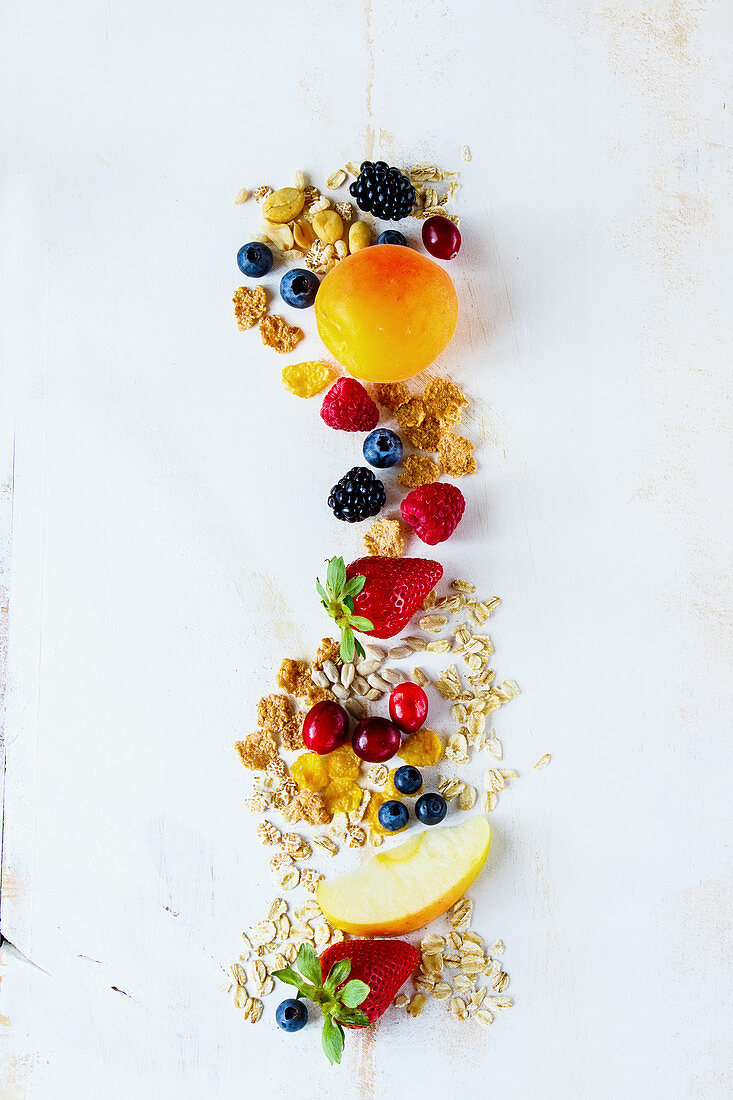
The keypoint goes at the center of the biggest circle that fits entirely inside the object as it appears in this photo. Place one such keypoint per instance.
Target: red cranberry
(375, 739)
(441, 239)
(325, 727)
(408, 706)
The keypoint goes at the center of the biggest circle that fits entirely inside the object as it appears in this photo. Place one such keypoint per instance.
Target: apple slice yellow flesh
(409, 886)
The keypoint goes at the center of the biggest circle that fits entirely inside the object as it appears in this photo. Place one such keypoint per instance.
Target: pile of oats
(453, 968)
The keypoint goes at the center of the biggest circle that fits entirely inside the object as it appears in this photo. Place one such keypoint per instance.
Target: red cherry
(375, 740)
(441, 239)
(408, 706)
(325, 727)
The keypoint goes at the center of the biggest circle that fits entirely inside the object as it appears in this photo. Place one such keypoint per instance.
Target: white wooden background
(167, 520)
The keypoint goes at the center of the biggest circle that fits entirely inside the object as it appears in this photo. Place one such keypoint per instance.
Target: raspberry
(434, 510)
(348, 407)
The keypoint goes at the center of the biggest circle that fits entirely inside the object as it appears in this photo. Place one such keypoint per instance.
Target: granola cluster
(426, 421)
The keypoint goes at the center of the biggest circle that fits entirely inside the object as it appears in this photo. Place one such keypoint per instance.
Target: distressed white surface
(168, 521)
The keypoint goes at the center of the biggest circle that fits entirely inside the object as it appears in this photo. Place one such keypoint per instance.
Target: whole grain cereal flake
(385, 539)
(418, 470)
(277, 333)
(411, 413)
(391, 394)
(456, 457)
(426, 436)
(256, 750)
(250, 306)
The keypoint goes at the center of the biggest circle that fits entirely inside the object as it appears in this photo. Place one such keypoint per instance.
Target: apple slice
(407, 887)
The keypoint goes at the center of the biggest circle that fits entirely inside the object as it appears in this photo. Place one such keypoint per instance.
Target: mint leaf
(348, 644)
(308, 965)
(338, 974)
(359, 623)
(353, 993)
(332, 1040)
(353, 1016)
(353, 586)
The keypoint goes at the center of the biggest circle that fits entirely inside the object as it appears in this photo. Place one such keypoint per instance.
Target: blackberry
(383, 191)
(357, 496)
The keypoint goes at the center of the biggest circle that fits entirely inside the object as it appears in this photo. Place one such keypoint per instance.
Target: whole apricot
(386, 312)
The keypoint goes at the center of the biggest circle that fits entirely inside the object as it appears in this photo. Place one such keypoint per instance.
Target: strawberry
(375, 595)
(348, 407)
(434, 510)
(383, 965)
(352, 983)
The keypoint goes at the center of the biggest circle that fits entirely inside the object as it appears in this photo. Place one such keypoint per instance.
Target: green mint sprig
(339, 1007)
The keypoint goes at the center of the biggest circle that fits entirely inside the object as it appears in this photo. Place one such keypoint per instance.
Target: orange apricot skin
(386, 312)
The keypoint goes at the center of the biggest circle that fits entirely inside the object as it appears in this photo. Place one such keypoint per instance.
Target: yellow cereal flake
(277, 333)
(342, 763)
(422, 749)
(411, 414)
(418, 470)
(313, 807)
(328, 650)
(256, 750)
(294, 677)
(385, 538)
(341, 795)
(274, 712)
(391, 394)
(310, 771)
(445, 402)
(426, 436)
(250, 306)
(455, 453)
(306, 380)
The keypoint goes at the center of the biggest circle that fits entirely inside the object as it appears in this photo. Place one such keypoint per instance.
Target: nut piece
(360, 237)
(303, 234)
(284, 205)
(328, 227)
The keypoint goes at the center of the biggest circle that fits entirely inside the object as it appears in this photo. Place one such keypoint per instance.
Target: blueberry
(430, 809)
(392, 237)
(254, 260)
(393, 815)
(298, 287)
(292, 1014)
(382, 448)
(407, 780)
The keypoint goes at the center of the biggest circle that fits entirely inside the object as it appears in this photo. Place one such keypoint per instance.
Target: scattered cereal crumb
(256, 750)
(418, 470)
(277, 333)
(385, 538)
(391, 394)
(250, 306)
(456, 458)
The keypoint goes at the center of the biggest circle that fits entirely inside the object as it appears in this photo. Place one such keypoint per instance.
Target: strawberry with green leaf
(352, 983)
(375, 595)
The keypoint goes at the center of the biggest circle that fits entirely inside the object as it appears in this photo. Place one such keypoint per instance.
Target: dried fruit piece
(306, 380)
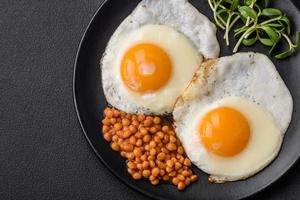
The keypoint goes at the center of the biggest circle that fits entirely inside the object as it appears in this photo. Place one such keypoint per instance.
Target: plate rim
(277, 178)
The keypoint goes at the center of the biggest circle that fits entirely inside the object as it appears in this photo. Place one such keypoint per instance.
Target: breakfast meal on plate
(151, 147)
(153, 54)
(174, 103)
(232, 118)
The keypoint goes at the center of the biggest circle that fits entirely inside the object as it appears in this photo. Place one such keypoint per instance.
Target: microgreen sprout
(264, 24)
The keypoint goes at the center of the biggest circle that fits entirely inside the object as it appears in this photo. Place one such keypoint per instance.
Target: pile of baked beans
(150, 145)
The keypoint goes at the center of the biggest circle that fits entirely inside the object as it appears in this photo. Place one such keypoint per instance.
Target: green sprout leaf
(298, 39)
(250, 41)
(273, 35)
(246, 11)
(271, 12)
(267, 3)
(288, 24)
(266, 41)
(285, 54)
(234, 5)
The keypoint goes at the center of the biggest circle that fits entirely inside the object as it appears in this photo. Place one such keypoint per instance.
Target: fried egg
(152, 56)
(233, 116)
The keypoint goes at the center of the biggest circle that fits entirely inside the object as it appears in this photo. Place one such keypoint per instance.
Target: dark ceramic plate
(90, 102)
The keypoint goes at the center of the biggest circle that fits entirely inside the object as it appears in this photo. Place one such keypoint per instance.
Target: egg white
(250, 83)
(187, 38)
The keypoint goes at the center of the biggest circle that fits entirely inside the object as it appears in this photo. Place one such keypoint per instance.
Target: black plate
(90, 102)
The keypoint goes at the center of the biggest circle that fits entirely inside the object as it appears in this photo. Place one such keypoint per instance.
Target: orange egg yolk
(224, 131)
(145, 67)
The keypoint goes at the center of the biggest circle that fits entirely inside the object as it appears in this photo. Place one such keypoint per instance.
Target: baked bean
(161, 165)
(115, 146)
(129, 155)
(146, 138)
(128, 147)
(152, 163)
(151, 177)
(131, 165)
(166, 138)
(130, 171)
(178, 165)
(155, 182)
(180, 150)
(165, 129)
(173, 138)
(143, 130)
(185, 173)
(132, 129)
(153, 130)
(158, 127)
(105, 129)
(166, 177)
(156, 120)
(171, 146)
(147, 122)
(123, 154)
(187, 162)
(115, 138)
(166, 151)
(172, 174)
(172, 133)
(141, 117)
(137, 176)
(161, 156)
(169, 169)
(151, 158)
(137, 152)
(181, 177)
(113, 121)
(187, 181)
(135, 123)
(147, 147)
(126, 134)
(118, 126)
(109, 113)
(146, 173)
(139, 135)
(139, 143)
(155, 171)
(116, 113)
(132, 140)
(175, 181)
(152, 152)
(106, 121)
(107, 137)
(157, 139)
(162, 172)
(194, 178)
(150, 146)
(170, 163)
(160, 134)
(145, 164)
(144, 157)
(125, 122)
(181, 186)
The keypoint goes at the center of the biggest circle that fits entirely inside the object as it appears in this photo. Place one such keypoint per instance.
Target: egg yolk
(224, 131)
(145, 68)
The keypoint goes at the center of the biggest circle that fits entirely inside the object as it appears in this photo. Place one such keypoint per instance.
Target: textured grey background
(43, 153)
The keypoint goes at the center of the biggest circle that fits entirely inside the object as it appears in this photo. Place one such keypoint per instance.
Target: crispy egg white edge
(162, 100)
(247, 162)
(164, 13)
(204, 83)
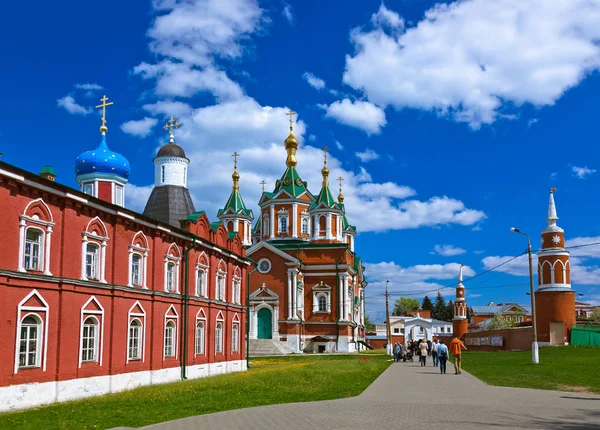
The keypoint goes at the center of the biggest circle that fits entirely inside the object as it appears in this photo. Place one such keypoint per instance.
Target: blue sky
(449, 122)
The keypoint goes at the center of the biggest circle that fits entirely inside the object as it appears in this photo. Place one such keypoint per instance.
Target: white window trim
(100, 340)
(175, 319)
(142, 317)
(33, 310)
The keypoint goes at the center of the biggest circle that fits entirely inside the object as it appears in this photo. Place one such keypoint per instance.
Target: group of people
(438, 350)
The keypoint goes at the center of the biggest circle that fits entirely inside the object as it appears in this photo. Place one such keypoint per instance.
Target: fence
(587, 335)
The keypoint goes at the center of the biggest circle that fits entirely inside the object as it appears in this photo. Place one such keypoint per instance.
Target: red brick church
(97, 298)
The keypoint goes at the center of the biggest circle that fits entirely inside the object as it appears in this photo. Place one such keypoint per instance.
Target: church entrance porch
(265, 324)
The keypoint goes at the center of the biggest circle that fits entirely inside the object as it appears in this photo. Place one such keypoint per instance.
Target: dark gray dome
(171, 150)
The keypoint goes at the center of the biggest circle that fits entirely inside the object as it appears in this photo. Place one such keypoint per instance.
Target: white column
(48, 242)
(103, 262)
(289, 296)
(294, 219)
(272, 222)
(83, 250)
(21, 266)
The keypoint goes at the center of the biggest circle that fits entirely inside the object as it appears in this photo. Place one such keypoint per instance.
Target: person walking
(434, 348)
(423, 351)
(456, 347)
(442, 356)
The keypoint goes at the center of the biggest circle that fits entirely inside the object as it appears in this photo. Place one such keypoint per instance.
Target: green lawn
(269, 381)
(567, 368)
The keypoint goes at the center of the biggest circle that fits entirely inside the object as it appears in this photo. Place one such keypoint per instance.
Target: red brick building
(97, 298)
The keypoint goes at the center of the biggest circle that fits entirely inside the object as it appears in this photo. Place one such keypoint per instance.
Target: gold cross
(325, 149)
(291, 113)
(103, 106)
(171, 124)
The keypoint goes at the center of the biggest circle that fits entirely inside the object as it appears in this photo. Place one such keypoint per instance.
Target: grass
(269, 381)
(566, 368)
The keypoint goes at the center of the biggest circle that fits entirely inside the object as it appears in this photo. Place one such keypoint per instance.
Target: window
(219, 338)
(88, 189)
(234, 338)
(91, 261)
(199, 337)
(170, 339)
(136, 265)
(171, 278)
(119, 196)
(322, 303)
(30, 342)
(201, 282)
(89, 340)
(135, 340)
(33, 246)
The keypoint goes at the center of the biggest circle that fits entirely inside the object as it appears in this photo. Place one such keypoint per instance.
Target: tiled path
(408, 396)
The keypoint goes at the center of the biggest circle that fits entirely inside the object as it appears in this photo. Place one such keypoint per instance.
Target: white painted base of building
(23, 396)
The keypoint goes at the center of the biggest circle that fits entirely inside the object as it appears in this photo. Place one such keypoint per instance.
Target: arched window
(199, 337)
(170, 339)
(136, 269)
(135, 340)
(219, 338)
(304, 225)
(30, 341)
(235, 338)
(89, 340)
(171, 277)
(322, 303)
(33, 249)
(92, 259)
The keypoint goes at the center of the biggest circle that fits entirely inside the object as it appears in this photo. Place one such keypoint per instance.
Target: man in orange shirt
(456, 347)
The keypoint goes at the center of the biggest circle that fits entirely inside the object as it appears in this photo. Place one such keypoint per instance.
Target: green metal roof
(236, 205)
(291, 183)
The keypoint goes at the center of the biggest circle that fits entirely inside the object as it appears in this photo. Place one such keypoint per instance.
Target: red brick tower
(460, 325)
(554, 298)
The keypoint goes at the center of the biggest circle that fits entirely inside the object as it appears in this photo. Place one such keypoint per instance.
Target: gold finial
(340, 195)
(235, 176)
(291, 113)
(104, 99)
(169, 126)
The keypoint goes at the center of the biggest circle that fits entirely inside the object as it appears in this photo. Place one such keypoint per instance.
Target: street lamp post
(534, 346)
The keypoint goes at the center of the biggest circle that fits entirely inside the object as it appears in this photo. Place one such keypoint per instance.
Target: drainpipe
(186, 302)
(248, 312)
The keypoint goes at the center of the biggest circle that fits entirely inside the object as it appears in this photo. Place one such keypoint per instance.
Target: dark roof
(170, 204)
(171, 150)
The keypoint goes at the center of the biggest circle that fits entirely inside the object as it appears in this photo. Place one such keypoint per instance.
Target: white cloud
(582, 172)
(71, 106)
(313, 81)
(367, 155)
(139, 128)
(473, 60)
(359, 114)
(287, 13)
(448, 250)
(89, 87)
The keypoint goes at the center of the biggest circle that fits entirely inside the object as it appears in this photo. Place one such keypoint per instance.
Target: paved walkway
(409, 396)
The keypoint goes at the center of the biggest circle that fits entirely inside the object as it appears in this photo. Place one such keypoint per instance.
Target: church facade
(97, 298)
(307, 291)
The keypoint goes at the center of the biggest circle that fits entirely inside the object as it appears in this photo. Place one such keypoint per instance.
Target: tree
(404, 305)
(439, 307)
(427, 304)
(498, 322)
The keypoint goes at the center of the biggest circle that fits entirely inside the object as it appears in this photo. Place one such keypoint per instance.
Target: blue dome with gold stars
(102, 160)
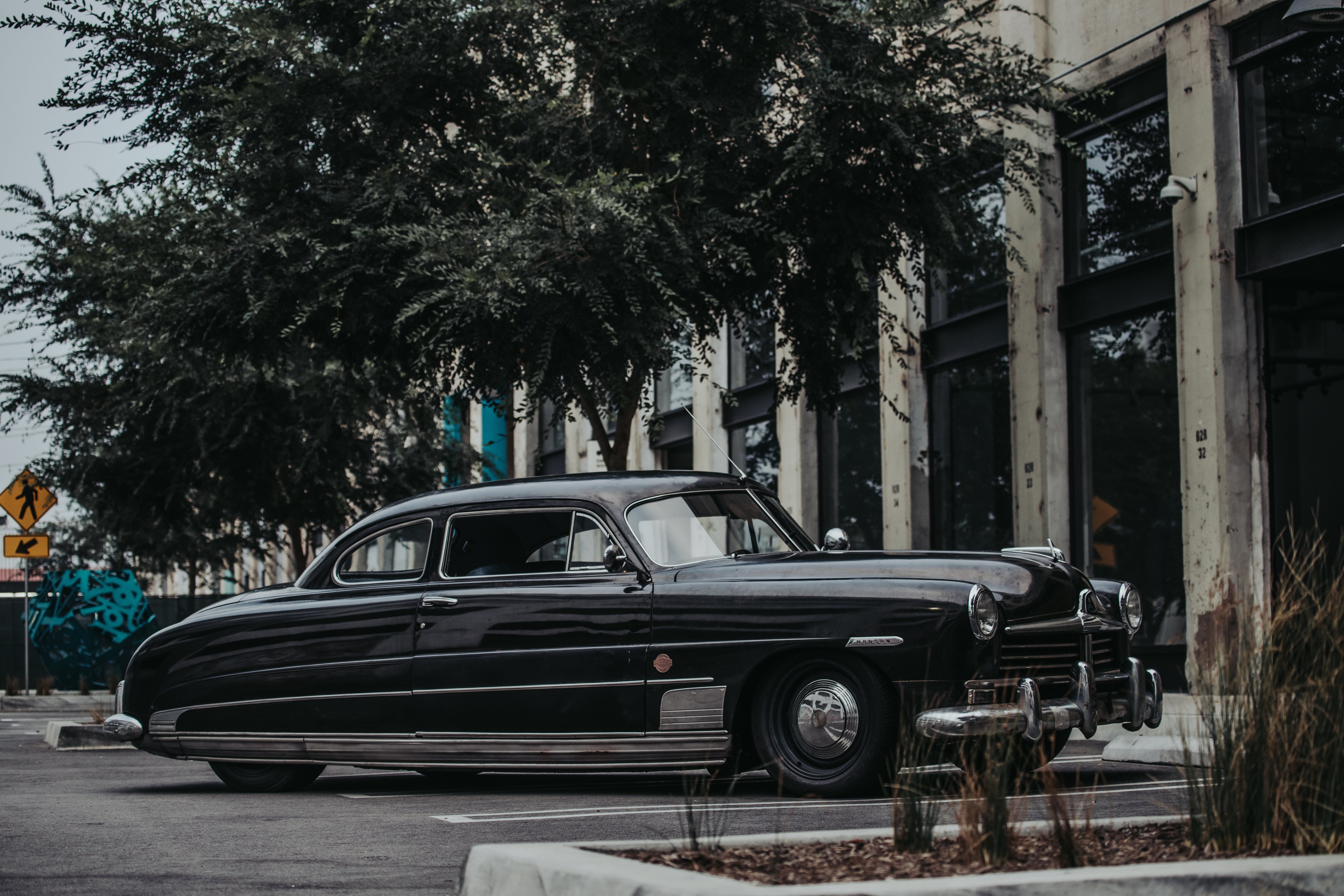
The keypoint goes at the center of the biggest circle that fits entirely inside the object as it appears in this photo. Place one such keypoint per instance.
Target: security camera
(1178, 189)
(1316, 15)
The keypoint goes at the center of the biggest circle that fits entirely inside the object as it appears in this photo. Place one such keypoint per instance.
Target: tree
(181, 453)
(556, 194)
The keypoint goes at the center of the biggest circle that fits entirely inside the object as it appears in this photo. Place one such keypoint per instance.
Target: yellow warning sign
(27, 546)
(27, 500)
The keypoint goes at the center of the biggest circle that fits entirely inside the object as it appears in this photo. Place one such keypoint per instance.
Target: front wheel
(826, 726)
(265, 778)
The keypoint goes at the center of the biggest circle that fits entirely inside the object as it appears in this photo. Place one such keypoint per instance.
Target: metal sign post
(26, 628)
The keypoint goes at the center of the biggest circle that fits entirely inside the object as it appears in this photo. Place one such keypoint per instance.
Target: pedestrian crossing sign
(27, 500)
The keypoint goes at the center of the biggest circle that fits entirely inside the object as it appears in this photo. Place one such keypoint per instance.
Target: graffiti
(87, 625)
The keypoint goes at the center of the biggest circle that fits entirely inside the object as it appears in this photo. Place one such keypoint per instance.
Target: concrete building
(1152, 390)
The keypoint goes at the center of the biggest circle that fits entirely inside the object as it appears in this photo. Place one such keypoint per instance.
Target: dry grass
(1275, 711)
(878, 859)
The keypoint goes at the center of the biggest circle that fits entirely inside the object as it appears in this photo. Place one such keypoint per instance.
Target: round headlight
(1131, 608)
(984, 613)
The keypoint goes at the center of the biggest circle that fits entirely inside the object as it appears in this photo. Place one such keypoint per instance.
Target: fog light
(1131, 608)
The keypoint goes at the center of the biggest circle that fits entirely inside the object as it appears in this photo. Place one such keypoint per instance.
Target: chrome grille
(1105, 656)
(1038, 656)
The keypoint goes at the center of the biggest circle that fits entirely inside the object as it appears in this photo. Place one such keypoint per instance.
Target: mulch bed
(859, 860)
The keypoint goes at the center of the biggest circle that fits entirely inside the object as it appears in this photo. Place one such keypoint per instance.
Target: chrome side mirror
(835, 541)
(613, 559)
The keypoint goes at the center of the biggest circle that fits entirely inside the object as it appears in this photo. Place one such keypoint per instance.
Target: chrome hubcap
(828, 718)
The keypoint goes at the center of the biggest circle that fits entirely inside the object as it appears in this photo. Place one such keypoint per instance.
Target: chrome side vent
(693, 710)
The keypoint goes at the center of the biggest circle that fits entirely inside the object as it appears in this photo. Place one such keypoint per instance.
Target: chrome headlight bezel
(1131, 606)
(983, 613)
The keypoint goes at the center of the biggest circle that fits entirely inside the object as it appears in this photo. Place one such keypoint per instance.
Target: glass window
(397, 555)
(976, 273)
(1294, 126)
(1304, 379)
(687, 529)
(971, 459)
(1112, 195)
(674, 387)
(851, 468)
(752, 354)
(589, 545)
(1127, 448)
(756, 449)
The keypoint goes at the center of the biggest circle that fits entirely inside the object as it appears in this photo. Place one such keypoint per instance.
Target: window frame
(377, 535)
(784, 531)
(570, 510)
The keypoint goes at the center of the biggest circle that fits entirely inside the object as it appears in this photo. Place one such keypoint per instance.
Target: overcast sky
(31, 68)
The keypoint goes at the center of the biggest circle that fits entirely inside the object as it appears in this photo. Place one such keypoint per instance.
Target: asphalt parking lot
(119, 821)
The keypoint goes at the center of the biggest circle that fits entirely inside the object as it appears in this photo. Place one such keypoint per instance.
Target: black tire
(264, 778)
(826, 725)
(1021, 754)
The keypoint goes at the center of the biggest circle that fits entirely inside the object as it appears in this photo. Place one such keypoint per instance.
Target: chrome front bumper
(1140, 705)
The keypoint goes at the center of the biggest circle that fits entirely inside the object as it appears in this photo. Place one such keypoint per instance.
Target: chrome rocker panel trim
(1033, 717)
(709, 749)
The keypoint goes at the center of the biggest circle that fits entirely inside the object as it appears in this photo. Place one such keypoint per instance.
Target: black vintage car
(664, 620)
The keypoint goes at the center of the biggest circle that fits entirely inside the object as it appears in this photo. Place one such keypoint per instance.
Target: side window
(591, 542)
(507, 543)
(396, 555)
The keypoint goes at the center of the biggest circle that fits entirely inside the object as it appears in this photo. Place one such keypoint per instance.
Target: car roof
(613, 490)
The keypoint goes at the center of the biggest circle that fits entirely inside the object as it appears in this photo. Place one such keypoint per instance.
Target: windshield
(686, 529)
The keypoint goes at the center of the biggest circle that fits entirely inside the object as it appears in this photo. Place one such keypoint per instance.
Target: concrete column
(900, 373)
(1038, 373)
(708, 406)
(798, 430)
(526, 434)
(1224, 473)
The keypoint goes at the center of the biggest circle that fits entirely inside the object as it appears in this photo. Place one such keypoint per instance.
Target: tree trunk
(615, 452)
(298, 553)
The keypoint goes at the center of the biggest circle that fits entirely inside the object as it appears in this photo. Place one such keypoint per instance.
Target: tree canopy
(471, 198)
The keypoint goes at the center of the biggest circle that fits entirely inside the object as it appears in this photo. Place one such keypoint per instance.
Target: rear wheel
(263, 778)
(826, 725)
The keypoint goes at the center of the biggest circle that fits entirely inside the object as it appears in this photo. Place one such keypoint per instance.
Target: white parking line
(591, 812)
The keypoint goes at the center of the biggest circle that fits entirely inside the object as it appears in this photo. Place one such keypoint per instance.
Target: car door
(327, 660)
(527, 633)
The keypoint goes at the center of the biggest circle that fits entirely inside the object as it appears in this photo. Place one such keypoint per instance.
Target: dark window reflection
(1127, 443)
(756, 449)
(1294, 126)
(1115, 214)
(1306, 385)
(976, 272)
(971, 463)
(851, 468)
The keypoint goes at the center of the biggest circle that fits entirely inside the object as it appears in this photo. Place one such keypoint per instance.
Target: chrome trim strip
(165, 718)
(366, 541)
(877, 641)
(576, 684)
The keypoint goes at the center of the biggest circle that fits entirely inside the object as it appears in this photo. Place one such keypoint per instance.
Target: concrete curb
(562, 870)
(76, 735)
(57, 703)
────────
Set exercise
Count the lines in the material above that contain the string "mint", treating uppercase and lowercase as different. Give only the number.

Response
2